Köln'de kazan ben kepçe

🌤⛅️ bu Sabah hava kararsizdi: yagmur-gunes- simsek... hepsini yasadik. Harikaydi!
🎖 bir kazanimimiz var - Buradaki yasam tarzini anladigimizda hersey cok daha kolay olacak:
Ev bulamayisimizin nedenlerinden biri, evin metrekaresi ile ilgili beklentimiz imis. Burada tek cocuklu bir aile 70-80 m2'de yasiyor genelde. Bu portfoyde evler cogunlukta.
Bunun ustune ciktigin anda isin rengi degisiyor: ya gercekten sehir merkezinden epey bir uzaklasmak lazim ya da sehir merkezine yakin az sayidaki bahceli evlere yonelmek gerekiyor.
'Hem buyuk ev, hem bahce, hem markete yakin, hem parka, garaj da olsun' dediginde, tram tram tralalalammm...

(Gösterilen veriler)
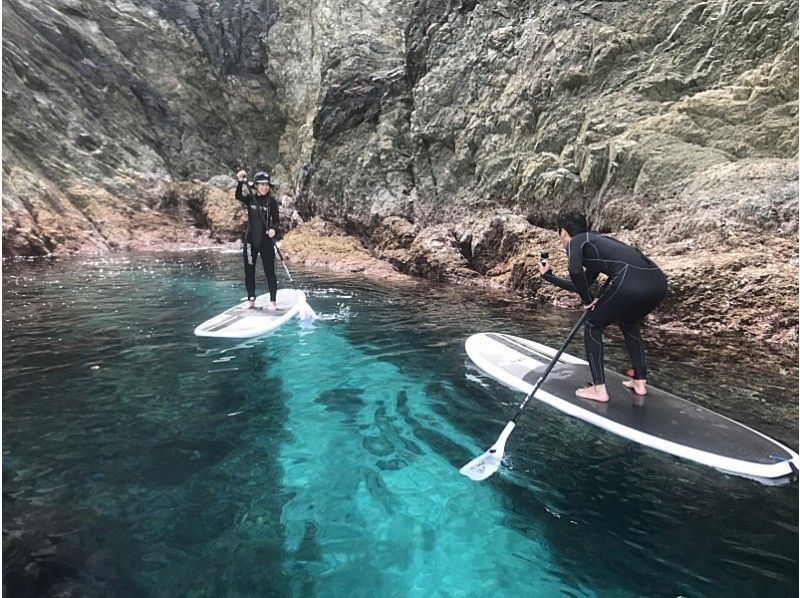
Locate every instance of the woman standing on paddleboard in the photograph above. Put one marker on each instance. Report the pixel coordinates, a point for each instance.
(635, 289)
(263, 223)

(Beklenen)
Köln'deki ev arayışını anlatan metinden "Köln'de kazan ben" ile "tram tram tralalalammm..." arasındaki bölümü, iki uç da dahil olmak üzere harfi harfine aktarır mısınız?

(Yanıt)
Köln'de kazan ben kepçe

🌤⛅️ bu Sabah hava kararsizdi: yagmur-gunes- simsek... hepsini yasadik. Harikaydi!
🎖 bir kazanimimiz var - Buradaki yasam tarzini anladigimizda hersey cok daha kolay olacak:
Ev bulamayisimizin nedenlerinden biri, evin metrekaresi ile ilgili beklentimiz imis. Burada tek cocuklu bir aile 70-80 m2'de yasiyor genelde. Bu portfoyde evler cogunlukta.
Bunun ustune ciktigin anda isin rengi degisiyor: ya gercekten sehir merkezinden epey bir uzaklasmak lazim ya da sehir merkezine yakin az sayidaki bahceli evlere yonelmek gerekiyor.
'Hem buyuk ev, hem bahce, hem markete yakin, hem parka, garaj da olsun' dediginde, tram tram tralalalammm...